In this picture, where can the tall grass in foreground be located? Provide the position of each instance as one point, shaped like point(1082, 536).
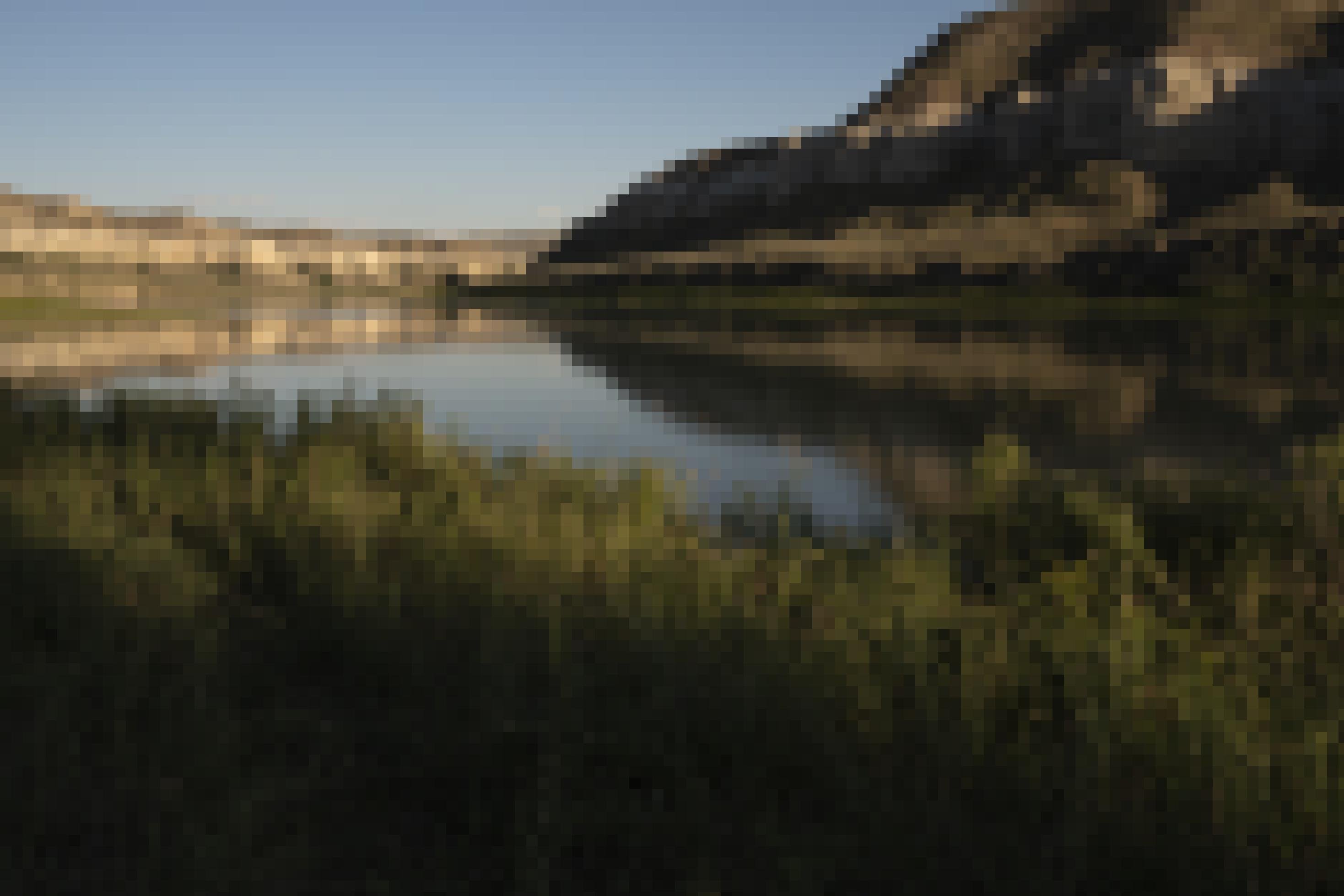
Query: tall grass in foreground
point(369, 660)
::::
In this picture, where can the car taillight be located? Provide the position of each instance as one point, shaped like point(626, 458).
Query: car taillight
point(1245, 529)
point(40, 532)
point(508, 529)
::::
*Request*:
Render the lines from the one with "In this picture, where can the tall" to the one with "point(369, 660)", both included, as a Markdown table with columns Row and Text. Skip blank lines and leave the pictures out.

*Task solution*:
| Row | Text |
|---|---|
| 1 | In this picture, where can the tall grass in foreground be located? Provide the position of each instance as one point, shaped like point(1082, 536). |
| 2 | Query: tall grass in foreground |
| 3 | point(369, 660) |